──────── Input for this task
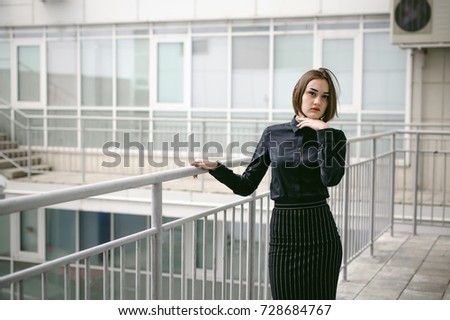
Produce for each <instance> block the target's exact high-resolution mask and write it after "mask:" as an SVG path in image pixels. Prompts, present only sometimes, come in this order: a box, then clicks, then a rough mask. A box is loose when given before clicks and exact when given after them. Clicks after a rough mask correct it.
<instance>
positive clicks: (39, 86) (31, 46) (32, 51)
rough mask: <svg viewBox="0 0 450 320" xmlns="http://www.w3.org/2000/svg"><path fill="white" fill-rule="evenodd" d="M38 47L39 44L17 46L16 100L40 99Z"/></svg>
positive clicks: (39, 68) (27, 101) (38, 54)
────────────────
Quote the material above word for word, leaving out the picture.

Reply to the exercise »
Produce for each <instance> block the target's exact high-resolution mask and write it after "mask:" as an SVG path in image pixels. Prompts, present only sometimes, come in this order: a box, then clicks, then a rough mask. A box is loose when given before clicks and exact when given after them. Clicks after a rough mask correct it.
<instance>
positive clicks: (39, 86) (31, 46) (32, 51)
rough mask: <svg viewBox="0 0 450 320" xmlns="http://www.w3.org/2000/svg"><path fill="white" fill-rule="evenodd" d="M38 47L39 44L17 46L16 100L40 99Z"/></svg>
positive clicks: (39, 68) (27, 101) (38, 54)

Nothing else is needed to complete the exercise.